**Tasks for this exercise:**
A) Output the passage of the commentary on the cigarette vending machine ban starting with "If the judicial" and going on through "in this country.".
B) According to the commentary on the cigarette vending machine ban, roughly how much is the vending industry worth to the economy?
C) Resume the commentary on the cigarette vending machine ban from the point at which it stops.

**Page text:**
Comment: Cigarette display ban hits British freedoms

Comment: Cigarette display ban hits British freedoms

The proposed banning of cigarette vending machines is another attack on British freedoms.

By Philip Davies

If the judicial review on the proposed banning of cigarette vending machines finds in favour this October, it will see another hammer-blow to the individual liberties of the people in this country.

If an individual wants to smoke, an activity which is perfectly legal, in a private establishment where those who attend do so of their own free will then they should be free to do so. The tobacco vending industry is only serving to meet this demand and this free choice; basic principles that have made this country a leader in democracy through the ability to exercise one’s own right to conduct their lives how they see fit – within reason.

The ban – mooted to help in the prevention of underage smoking – completely ignores the fact that less than one per cent of all cigarette sales in the UK come from vending machines; machines that are placed within licensed premises where underage persons are highly unlikely to frequent and are certainly not going to choose as an outlet to purchase, with vending cigarettes being amongst the most expensive to purchase.

The vending industry is worth around £450 million to our already beleaguered economy. Can we really do with this disappearing? What are we going to replace that amount of lost capital with?

We’re talking about the livelihoods of a large number of men, women and their families; families that have built businesses out of a legitimate trade aimed at those within their legal right to make a decision as to whether they smoke or not – and making it convenient to them to purchase in the places they visit and where the habit is associated.

Aren’t we supposed be championing this type of entrepreneurial behaviour in our society? Aren’t we supposed to be looking to these people and businesses as those who are going to help boost our economy at a time when budget cuts across all sectors are plunging good, hard-working people into the pits of recession with no obvious way of getting themselves out? For many of these family-run businesses this is all they know. What happens to them after a ban? Spiraling debts and the dole?

The previous health secretary, Andy Burnham, once said: “I make no apology when it comes to protecting children and giving them the best start in life.”

Surely taking children to licensed premises when they are underage is not giving them the best start in life and does little to protect their innocence; only familiarise them with the environment and its associations of which smoking is one.

The most pressing point in this matter is that the National Association of Cigarette Machine Operators (Nacmo), which has over 250 business on its books, has worked tirelessly with the Department of Health (DoH) to show a professional and responsible approach to the issue of preventing underage smoking and introduced a technology that aims to control the vending of cigarettes in licensed premises.

**Information provided:**
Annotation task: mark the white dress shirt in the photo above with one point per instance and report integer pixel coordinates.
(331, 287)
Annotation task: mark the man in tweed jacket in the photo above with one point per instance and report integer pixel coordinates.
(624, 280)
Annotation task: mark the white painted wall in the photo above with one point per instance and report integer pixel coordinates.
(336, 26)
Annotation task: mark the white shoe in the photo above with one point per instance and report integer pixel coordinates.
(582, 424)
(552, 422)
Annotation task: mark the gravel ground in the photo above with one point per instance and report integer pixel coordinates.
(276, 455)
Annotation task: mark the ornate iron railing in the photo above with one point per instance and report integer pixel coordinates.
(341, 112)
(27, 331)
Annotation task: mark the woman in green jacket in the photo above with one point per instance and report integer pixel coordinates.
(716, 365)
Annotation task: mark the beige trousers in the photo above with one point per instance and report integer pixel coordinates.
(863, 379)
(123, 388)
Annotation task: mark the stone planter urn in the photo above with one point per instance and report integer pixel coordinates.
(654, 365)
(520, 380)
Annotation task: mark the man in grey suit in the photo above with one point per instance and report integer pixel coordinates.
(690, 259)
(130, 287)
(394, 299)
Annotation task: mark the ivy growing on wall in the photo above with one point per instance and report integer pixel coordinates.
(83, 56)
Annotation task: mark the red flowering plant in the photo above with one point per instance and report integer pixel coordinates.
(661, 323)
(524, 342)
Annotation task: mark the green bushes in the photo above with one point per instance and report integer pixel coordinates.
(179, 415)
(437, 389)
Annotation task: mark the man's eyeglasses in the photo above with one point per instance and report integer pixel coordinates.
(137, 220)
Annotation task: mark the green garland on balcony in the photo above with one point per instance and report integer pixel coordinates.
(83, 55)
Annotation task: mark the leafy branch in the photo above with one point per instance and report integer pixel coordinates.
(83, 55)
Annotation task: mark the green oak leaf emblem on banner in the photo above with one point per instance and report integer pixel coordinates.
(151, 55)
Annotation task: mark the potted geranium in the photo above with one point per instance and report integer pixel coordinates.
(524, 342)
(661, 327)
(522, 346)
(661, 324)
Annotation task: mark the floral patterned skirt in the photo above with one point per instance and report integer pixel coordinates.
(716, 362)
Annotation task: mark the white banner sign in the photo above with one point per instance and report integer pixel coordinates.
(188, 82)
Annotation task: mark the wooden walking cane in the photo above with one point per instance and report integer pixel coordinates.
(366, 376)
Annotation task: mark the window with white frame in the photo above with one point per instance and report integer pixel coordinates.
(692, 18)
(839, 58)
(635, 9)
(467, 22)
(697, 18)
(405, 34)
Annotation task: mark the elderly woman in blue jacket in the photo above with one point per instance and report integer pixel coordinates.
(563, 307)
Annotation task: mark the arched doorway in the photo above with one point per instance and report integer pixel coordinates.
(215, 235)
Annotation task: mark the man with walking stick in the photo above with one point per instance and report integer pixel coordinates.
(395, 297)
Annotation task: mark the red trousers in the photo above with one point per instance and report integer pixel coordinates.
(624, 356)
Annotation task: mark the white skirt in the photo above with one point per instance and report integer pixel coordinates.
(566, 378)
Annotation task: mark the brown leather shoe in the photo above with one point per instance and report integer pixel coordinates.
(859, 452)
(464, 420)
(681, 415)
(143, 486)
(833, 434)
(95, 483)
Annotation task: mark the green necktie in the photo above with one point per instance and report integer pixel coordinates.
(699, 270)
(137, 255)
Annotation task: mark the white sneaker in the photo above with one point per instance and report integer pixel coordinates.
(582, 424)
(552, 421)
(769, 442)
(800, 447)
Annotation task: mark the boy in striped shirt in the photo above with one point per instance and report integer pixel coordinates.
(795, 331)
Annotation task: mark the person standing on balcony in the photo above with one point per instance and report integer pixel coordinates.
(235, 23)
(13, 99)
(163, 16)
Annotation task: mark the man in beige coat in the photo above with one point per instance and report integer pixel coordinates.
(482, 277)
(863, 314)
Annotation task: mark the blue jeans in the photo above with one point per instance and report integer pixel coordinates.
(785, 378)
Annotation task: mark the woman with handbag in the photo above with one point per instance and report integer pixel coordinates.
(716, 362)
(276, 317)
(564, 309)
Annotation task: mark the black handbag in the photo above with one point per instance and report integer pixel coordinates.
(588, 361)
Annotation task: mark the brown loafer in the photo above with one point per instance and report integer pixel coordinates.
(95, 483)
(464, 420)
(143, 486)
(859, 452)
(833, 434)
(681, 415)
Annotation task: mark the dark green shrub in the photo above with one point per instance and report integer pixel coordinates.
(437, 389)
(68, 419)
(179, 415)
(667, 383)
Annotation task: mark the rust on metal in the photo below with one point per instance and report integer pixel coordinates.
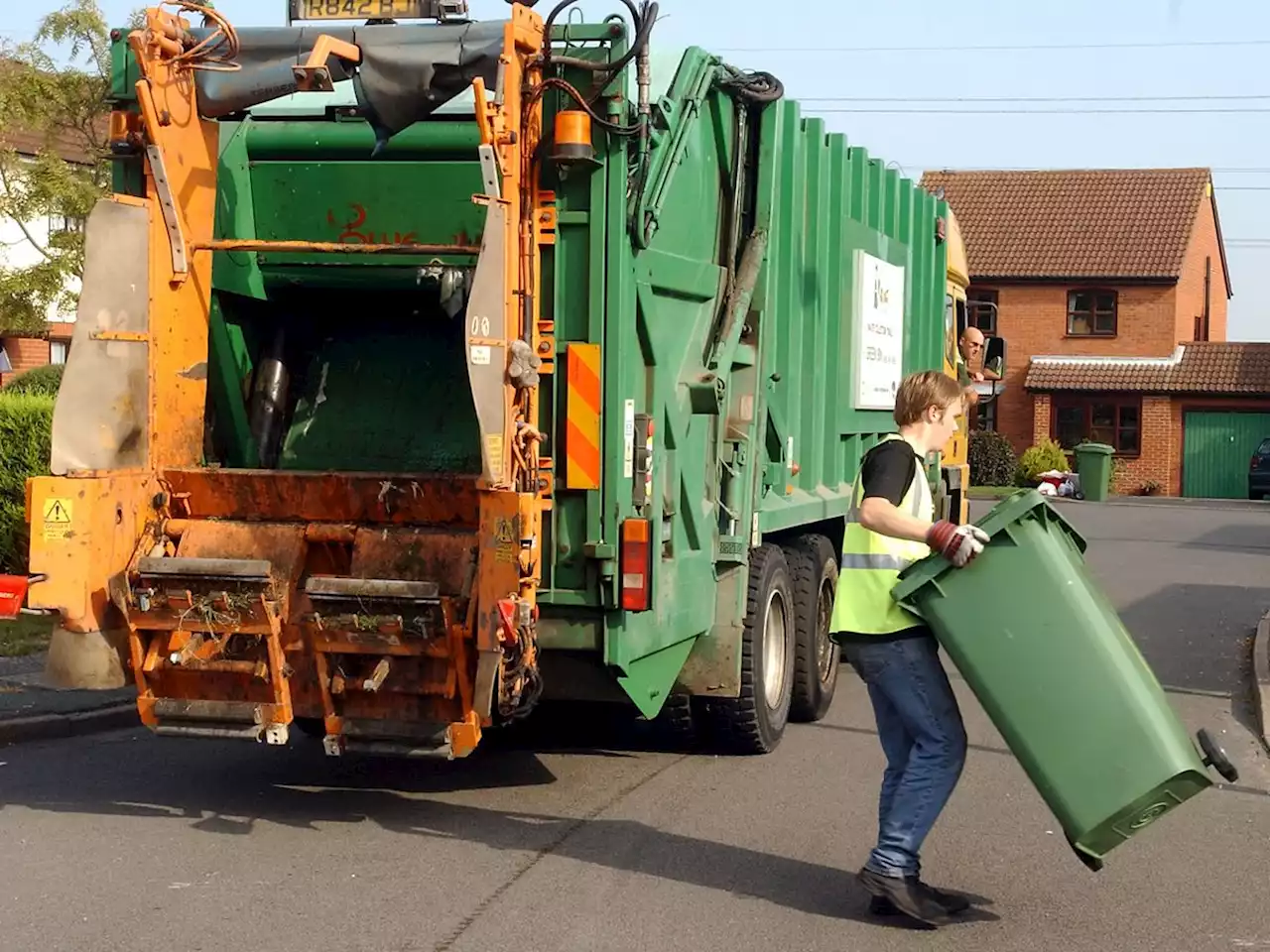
(331, 248)
(263, 495)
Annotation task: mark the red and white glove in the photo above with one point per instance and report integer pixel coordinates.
(957, 543)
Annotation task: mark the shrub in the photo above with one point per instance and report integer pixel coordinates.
(992, 460)
(26, 434)
(42, 381)
(1043, 457)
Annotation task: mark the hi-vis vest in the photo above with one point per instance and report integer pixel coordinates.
(871, 563)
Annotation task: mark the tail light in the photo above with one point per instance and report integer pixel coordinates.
(13, 593)
(636, 562)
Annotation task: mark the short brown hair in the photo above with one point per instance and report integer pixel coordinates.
(919, 393)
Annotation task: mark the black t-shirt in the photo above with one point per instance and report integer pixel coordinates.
(888, 470)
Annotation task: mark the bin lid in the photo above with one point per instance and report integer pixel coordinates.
(1008, 511)
(1096, 448)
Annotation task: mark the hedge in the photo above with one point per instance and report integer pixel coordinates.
(992, 460)
(26, 434)
(42, 381)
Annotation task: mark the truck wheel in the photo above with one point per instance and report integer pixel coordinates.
(754, 722)
(815, 571)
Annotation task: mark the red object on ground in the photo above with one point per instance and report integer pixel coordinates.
(13, 593)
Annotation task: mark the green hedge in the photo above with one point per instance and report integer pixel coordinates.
(42, 381)
(26, 433)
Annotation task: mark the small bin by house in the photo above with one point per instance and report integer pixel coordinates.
(1093, 466)
(1061, 678)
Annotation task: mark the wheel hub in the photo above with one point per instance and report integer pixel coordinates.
(775, 649)
(826, 661)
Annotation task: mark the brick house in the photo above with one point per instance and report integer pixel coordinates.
(24, 352)
(1111, 290)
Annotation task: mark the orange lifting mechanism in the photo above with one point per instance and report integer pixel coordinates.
(243, 593)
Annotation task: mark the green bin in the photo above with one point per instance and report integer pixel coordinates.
(1093, 465)
(1061, 678)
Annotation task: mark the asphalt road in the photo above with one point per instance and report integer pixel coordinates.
(126, 841)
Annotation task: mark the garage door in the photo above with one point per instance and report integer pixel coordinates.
(1215, 452)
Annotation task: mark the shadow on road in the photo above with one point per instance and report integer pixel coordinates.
(1199, 638)
(1234, 537)
(230, 789)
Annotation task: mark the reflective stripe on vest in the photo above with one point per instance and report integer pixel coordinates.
(871, 563)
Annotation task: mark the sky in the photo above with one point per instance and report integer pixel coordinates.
(959, 85)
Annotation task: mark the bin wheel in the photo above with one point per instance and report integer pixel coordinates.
(1091, 862)
(1215, 758)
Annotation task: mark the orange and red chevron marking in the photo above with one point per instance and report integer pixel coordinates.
(584, 397)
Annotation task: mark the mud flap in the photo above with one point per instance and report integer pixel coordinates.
(648, 680)
(85, 660)
(99, 421)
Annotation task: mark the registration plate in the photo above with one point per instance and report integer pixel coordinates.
(362, 9)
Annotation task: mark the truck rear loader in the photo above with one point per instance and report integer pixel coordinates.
(503, 382)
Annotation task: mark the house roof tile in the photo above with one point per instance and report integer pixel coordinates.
(1075, 223)
(1218, 368)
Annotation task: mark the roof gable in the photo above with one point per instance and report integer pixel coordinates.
(1128, 223)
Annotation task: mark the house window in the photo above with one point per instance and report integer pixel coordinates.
(1115, 420)
(1091, 313)
(983, 311)
(71, 223)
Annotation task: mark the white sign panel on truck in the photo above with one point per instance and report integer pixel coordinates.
(879, 334)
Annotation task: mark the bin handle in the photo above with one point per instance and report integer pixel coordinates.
(1215, 758)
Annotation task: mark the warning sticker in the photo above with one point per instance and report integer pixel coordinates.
(59, 520)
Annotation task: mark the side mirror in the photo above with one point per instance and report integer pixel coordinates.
(994, 356)
(994, 363)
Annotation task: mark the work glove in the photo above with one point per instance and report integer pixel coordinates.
(957, 543)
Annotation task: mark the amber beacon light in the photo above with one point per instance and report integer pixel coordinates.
(572, 139)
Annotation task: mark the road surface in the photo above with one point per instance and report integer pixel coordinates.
(125, 841)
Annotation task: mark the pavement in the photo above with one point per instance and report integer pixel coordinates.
(31, 708)
(578, 837)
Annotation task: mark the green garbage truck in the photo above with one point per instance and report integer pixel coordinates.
(427, 368)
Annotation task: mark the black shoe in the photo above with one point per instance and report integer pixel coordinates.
(952, 902)
(907, 895)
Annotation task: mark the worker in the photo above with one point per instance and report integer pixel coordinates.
(894, 652)
(969, 350)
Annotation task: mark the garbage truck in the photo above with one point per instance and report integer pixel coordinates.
(500, 381)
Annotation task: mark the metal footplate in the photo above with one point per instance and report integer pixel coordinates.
(197, 619)
(390, 636)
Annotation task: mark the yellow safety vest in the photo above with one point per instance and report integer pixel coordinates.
(871, 563)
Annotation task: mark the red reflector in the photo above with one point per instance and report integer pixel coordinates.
(636, 565)
(13, 593)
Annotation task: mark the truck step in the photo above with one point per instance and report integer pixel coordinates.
(218, 619)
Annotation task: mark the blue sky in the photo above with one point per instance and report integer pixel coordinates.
(1087, 55)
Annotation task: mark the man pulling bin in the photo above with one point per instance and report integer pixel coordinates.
(919, 721)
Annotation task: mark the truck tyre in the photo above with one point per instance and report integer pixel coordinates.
(815, 572)
(754, 722)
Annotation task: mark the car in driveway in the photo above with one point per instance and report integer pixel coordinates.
(1259, 471)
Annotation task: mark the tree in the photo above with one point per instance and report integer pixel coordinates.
(63, 111)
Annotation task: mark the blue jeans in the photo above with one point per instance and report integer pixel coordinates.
(924, 738)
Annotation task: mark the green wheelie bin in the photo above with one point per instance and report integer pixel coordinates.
(1093, 465)
(1061, 678)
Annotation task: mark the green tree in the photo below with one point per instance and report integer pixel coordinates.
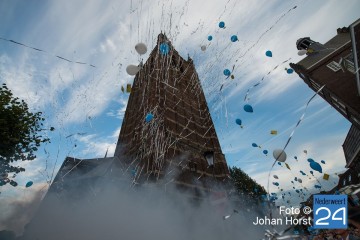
(20, 134)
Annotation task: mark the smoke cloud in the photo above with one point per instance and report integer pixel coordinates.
(111, 208)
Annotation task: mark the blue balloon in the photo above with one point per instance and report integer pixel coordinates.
(29, 184)
(164, 48)
(238, 121)
(248, 108)
(316, 166)
(227, 72)
(234, 38)
(149, 117)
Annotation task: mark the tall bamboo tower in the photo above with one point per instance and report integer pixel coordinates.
(181, 136)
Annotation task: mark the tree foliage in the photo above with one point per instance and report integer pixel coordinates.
(246, 185)
(20, 134)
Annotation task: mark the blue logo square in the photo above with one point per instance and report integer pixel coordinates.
(330, 211)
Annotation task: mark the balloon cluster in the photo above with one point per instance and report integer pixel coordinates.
(141, 49)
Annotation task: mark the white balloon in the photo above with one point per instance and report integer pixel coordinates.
(141, 48)
(302, 52)
(279, 155)
(132, 70)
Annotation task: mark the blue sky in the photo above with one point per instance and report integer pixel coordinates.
(80, 99)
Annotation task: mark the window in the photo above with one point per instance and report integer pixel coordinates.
(192, 166)
(338, 103)
(334, 66)
(355, 119)
(348, 63)
(316, 86)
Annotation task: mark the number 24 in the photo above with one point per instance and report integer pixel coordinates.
(318, 222)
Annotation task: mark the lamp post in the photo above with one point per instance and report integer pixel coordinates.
(209, 156)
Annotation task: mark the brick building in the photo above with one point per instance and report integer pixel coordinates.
(335, 65)
(181, 136)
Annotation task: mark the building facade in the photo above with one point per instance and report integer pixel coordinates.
(335, 67)
(167, 128)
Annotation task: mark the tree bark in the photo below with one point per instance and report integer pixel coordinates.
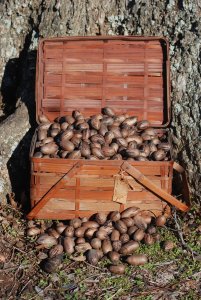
(22, 24)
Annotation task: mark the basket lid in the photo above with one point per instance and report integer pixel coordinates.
(127, 73)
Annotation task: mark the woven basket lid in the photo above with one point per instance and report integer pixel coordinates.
(129, 74)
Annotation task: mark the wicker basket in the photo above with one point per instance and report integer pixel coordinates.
(128, 74)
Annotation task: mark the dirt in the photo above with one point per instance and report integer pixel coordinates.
(168, 275)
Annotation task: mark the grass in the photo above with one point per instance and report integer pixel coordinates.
(165, 274)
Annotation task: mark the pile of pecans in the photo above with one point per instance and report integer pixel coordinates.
(104, 136)
(116, 236)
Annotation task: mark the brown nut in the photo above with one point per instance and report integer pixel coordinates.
(53, 233)
(67, 145)
(115, 235)
(138, 235)
(38, 154)
(117, 269)
(90, 224)
(151, 229)
(56, 250)
(148, 239)
(80, 241)
(116, 245)
(106, 246)
(129, 248)
(96, 243)
(93, 257)
(128, 221)
(109, 136)
(60, 228)
(76, 141)
(142, 125)
(108, 151)
(122, 142)
(90, 232)
(76, 222)
(101, 218)
(160, 221)
(97, 152)
(68, 245)
(42, 134)
(132, 230)
(49, 148)
(33, 231)
(43, 119)
(69, 231)
(81, 248)
(85, 149)
(115, 216)
(97, 138)
(113, 256)
(164, 146)
(130, 121)
(135, 138)
(103, 129)
(121, 226)
(108, 121)
(137, 259)
(79, 232)
(46, 241)
(108, 111)
(132, 153)
(140, 222)
(168, 245)
(76, 154)
(130, 212)
(159, 155)
(101, 234)
(124, 238)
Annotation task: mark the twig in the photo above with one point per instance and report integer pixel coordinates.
(24, 287)
(20, 250)
(9, 269)
(95, 267)
(180, 233)
(115, 294)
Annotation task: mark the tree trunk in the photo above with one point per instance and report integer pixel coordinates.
(21, 26)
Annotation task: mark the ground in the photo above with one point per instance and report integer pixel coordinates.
(174, 274)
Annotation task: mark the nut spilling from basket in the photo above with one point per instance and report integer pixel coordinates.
(116, 236)
(103, 136)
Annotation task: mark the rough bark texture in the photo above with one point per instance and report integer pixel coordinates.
(22, 24)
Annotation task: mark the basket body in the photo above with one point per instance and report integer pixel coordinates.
(128, 74)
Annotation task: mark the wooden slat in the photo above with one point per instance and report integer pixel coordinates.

**Answers given:**
A)
If the judicial review on the proposed banning of cigarette vending machines finds in favour this October, it will see another hammer-blow to the individual liberties of the people in this country.

B) Around £450 million.

C)
Radio frequency technology enables bar staff to remotely control cigarette vending sales at the push of a button from behind the bar, having verified a person’s age from their ID – as they would for alcohol sales and preventing sales to minors.

Under Nacmo guidelines cigarette vending machines are sited so they are visible to bar staff controlling the machine. Since its introduction, the radio frequency control system has proven to be a great success. Yet this managed solution to ‘safe’ cigarette vending has, so far, been ignored by government, and more specifically the secretary of state for health, Andrew Lansley, who has been approached by Nacmo on a number of occasions to discuss the matter further.

The radio frequency machine was recently demonstrated in the House of Lords. The peers that attended the demonstration saw the radio frequency control system as a sensible way to ensure underage persons do not use tobacco vending machines, and was a more proportionate response than banning tobacco vending machines.

People may argue that minors can still send associates of a legal age in to purchase for them. They can do this anywhere and not just with tobacco. The argument certainly doesn’t merit destroying an industry that is trying its hardest to prevent this happening to the best of its ability.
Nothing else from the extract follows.